Instrução 1 ->
Copie integralmente a resenha sobre a Nona Sinfonia de Beethoven, sem alterar nada.

NONA SINFONIA, A OBRA PRIMA DE BEETHOVEN E O MUNDO NA ÉPOCA DE SUA CRIAÇÃO - HARVEY SACHS.

   Este admirável livro começa pela biografia de Beethoven. Por ser conhecida por todos, é a parte menos fascinante. Muito melhor é quando o autor, Harvey Sachs, discorre sobre o ano de 1824, tema central deste pequeno livro de apenas 220 páginas.
  Para o autor, o romantismo é uma reação para a decepção. O fim das guerras napoleônicas podem ter sido um alivio, mas trouxeram como consequência imediata, o começo de uma época de censura e de repressão. A alma artística, ansiando por liberdade, se refugia dentro de si mesma e cria o mundo romântico, mundo que dura até hoje.
  1824 é o ano da estreia da Nona Sinfonia de Beethoven, em Viena, maio. Sachs analisa os grandes artistas em atividade plena durante esse ano: Stendhal, Byron, Delacroix, Schubert, Pushkin, Heinrich Heine. Claro que havia muito mais, Shelley, Balzac, Goethe, Leopardi eram dessa época, mas os artistas destacados são aqueles que em espírito têm mais afinidade com a Nona Sinfonia. Sachs mostra como e porquê.

Linhas ->
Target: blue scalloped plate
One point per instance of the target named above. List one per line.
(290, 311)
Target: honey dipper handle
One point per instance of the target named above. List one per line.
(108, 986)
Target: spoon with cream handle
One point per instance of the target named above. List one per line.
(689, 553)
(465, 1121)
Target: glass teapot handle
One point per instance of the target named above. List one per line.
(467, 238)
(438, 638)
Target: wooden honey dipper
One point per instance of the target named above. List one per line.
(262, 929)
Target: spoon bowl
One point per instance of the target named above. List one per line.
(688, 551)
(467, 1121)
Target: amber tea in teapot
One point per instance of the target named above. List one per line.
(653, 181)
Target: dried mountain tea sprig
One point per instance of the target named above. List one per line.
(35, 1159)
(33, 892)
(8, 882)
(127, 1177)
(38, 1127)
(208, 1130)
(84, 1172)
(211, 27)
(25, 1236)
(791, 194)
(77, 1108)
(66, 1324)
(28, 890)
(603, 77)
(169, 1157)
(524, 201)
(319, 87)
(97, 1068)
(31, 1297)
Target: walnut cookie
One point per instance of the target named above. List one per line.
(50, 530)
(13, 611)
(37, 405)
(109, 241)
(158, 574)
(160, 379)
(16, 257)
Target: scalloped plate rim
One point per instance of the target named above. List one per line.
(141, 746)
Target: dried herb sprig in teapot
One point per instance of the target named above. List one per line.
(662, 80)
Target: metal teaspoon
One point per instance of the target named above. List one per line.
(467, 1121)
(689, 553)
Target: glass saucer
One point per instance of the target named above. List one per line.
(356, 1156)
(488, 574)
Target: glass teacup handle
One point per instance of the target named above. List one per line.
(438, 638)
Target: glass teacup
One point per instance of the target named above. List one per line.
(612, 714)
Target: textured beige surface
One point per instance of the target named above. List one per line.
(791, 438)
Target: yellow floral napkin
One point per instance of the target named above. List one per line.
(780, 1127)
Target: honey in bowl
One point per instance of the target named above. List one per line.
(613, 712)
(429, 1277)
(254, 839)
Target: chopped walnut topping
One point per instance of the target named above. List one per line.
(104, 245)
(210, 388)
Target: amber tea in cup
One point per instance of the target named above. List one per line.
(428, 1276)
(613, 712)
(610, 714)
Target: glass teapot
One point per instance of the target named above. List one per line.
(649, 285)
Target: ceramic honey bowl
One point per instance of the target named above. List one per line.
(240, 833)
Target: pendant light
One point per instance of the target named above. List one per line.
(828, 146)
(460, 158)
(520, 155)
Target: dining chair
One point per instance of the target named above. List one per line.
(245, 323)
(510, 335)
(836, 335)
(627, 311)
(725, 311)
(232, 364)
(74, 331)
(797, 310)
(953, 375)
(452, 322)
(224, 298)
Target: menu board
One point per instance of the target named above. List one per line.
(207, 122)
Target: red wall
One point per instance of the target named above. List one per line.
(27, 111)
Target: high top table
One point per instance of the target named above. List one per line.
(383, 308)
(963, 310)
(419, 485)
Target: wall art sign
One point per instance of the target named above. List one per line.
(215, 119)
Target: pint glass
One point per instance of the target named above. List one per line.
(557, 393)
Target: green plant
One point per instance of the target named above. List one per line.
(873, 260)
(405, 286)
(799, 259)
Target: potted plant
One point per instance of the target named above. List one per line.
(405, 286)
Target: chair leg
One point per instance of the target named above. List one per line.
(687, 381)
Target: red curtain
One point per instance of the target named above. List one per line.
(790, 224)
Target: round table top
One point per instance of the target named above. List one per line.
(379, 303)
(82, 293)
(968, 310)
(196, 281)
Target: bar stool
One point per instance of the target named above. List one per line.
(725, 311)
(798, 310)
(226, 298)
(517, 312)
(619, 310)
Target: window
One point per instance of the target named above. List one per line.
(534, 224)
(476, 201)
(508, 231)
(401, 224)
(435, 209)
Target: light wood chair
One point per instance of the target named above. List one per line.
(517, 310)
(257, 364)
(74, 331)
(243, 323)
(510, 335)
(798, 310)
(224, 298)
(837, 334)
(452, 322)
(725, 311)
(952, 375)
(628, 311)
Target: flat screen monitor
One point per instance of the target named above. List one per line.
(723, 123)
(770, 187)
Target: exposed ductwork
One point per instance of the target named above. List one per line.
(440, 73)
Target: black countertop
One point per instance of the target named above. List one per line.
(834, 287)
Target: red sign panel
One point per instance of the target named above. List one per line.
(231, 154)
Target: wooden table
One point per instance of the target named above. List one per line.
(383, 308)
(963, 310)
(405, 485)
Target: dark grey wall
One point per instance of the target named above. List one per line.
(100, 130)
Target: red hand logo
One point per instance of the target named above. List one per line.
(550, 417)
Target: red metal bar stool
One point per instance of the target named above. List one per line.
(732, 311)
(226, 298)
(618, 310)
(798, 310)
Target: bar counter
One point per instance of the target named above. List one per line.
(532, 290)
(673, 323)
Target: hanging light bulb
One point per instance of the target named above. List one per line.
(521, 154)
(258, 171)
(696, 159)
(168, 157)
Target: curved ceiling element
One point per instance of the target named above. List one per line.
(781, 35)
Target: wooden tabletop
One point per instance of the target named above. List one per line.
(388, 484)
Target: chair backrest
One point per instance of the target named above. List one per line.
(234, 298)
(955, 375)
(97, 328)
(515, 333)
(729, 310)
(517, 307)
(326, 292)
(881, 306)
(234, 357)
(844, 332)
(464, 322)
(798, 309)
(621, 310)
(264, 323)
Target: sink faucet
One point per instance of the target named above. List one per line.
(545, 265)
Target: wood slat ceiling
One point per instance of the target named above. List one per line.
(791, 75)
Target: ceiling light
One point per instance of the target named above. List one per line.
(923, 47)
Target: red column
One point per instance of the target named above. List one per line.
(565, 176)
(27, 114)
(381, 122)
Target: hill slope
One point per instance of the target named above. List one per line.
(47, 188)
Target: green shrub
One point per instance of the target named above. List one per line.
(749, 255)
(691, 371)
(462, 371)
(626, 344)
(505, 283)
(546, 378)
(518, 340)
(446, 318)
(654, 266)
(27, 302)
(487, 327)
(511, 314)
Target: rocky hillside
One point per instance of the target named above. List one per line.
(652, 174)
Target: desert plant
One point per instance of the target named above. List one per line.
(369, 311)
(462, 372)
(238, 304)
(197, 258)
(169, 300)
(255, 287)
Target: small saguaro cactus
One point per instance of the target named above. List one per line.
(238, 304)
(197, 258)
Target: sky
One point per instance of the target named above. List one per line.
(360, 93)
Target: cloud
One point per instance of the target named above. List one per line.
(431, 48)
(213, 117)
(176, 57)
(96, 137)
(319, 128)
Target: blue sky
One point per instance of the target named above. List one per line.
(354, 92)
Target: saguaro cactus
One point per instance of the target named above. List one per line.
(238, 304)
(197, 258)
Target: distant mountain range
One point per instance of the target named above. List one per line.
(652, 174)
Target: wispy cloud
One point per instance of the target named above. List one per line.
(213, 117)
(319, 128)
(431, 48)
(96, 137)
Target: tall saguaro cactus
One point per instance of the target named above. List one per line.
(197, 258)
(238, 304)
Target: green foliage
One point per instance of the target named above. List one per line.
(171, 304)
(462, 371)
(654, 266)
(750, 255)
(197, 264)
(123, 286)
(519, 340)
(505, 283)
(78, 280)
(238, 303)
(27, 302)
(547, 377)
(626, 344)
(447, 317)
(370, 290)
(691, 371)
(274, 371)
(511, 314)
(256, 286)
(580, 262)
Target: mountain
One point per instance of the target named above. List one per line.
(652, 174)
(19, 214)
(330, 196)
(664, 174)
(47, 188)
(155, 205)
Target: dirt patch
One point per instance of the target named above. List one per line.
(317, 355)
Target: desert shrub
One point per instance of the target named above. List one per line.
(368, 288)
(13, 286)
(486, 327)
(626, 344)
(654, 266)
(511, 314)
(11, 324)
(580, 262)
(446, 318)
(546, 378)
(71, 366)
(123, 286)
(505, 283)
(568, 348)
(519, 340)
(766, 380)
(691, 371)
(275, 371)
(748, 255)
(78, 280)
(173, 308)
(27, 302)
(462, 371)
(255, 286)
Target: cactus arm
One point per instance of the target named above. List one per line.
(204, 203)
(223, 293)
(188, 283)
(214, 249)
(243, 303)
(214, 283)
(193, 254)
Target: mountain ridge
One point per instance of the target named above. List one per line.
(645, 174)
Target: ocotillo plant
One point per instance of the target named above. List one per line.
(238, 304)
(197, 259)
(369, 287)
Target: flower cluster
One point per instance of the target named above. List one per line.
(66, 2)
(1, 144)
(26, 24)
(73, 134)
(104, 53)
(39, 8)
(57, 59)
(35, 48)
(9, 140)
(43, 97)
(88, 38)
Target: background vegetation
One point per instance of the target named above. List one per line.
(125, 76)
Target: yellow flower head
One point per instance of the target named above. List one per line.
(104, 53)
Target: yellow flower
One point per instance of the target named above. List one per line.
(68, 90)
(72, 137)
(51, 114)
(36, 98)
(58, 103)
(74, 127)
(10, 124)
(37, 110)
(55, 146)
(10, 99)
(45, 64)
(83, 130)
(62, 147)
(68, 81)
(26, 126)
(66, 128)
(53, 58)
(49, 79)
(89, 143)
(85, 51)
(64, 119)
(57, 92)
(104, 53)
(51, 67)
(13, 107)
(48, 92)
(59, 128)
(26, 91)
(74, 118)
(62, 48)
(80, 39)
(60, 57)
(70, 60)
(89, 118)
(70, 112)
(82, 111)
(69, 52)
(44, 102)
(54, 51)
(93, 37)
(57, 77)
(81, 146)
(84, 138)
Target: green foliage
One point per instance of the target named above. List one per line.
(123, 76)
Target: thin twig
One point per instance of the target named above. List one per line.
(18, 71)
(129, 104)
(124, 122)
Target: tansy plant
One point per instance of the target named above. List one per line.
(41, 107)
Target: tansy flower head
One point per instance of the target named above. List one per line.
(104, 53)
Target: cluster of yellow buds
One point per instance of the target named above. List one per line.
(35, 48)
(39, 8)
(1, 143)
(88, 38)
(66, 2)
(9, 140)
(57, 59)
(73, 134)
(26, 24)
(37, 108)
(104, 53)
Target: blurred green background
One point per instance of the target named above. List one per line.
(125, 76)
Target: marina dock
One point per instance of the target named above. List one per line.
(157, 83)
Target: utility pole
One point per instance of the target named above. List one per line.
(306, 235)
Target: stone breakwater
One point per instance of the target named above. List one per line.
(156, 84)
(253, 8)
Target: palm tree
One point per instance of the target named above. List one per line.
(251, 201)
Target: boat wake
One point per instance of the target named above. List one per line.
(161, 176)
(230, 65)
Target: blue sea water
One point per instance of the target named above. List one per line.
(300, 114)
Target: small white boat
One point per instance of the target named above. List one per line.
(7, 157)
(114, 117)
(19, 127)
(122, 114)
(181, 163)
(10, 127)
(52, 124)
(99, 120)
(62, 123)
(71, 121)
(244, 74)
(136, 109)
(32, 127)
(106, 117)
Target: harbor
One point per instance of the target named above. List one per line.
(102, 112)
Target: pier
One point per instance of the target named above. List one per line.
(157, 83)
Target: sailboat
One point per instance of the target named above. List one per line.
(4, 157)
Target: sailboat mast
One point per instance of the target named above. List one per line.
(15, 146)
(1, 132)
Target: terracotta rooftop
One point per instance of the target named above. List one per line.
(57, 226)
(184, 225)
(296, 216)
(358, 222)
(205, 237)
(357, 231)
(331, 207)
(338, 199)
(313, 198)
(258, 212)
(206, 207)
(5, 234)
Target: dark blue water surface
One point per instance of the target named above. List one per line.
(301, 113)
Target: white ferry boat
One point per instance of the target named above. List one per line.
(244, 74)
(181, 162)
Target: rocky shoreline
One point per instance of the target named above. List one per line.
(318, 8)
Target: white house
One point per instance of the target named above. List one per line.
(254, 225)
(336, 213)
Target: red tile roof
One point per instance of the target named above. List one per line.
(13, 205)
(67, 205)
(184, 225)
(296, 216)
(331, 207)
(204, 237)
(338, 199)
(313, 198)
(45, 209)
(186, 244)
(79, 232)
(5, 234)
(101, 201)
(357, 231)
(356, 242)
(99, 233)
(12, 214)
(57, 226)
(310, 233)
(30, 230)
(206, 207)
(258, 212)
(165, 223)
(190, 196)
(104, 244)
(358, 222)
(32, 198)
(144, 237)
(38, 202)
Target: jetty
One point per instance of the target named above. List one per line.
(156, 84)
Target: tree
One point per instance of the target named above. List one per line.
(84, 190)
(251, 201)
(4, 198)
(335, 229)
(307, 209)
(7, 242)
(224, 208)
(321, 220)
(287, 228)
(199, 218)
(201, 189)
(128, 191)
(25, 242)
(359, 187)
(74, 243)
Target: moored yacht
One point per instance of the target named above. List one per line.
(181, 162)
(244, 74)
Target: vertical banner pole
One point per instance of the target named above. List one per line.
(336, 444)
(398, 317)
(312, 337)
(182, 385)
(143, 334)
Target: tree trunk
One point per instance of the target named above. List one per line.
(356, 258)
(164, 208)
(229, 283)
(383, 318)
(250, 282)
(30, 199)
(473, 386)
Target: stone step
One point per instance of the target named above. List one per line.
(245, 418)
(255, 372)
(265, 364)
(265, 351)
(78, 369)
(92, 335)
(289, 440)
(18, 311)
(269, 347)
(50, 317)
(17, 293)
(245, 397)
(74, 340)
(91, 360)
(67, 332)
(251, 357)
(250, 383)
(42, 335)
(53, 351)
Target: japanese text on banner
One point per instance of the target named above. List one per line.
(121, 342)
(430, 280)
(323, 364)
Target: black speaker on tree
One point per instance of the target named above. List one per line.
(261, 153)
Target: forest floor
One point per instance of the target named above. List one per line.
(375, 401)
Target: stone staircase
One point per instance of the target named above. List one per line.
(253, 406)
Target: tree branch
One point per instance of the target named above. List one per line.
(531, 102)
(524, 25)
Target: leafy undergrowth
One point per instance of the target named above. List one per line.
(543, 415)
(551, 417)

Instrução 2 ->
Indique cada linha da listagem em que aparece a palavra "walnut", reproduzindo-a por inteiro.

Resposta 1 ->
NONA SINFONIA, A OBRA PRIMA DE BEETHOVEN E O MUNDO NA ÉPOCA DE SUA CRIAÇÃO - HARVEY SACHS.

   Este admirável livro começa pela biografia de Beethoven. Por ser conhecida por todos, é a parte menos fascinante. Muito melhor é quando o autor, Harvey Sachs, discorre sobre o ano de 1824, tema central deste pequeno livro de apenas 220 páginas.
  Para o autor, o romantismo é uma reação para a decepção. O fim das guerras napoleônicas podem ter sido um alivio, mas trouxeram como consequência imediata, o começo de uma época de censura e de repressão. A alma artística, ansiando por liberdade, se refugia dentro de si mesma e cria o mundo romântico, mundo que dura até hoje.
  1824 é o ano da estreia da Nona Sinfonia de Beethoven, em Viena, maio. Sachs analisa os grandes artistas em atividade plena durante esse ano: Stendhal, Byron, Delacroix, Schubert, Pushkin, Heinrich Heine. Claro que havia muito mais, Shelley, Balzac, Goethe, Leopardi eram dessa época, mas os artistas destacados são aqueles que em espírito têm mais afinidade com a Nona Sinfonia. Sachs mostra como e porquê.

Resposta 2 ->
Target: walnut cookie
Target: chopped walnut topping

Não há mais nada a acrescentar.